*Text segment*

Monday, December 14, 2015

Not Nearly One Hundred Best Books Read in 2015


         The New York Times and The Globe and Mail and many other press outlets use panels of judges help assemble their 100 “best of the year,” book lists. The lists are comprised only of books that were published this past year. They are designed to have something for everyone in them. They tend to highbrow, reflecting the literate interests of a highly educated minority of people.

         My list, on the other hand, is very personal, reflecting my interests alone. Far from being a hundred-book list, mine must be much shorter, since I only managed to read forty books this year. My list spans books written over the past two-centuries too, mostly because I’ll often read everything I can find in subject areas that interest me. This year that was the Boer War, in preparation for doing research on a distant relative—Pieter Schuil—who died in that conflict. I also read many books that touched on the meaning of life because I am thinking of writing a book in that vein myself.

*Record excerpts*
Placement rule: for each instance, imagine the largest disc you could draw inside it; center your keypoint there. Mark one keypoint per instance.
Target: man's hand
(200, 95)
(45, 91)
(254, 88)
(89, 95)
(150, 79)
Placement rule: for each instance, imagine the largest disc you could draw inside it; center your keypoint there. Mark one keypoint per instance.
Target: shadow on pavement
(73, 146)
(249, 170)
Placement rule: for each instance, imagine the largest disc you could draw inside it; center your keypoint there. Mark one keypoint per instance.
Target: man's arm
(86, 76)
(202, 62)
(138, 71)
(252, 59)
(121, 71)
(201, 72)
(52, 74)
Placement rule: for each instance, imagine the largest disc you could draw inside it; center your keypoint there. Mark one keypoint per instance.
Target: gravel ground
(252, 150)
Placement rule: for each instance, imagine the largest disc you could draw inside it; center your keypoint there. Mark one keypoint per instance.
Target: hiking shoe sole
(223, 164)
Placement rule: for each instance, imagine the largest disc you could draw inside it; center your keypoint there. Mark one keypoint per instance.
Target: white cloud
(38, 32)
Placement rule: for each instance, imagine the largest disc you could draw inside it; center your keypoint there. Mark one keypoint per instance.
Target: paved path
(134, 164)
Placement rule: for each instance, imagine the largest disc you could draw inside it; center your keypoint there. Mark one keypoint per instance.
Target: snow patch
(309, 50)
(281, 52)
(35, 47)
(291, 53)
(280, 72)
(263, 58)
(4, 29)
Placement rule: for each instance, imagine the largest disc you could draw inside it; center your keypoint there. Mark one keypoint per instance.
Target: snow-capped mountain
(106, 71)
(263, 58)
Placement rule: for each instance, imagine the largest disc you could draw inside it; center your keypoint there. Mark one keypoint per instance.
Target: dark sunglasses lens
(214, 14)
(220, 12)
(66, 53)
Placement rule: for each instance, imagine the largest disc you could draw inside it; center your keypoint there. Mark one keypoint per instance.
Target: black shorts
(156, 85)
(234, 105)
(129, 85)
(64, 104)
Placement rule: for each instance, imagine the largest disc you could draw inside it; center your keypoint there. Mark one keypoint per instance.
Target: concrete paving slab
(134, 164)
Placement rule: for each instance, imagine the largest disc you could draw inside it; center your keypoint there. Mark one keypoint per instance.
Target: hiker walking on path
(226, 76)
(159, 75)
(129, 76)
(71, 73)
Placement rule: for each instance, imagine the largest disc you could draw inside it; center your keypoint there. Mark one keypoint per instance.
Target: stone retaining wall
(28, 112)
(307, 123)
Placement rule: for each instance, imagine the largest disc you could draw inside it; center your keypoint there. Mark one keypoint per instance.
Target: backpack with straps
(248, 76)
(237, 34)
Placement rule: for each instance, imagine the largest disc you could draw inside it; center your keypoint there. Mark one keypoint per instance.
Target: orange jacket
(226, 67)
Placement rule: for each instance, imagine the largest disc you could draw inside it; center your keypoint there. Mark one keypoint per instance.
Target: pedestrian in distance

*Work required*
Please answer these questions from the blog post on books read in 2015:
(a) Which two press outlets does it name as using panels of judges for their lists?
(b) How many books did the writer manage to read this year?
(c) What relative who died in the Boer War is the writer preparing to research?
The listing has nothing to do with the blog post.

*Problem solution*
(a) The New York Times and The Globe and Mail
(b) Forty
(c) Pieter Schuil, a distant relative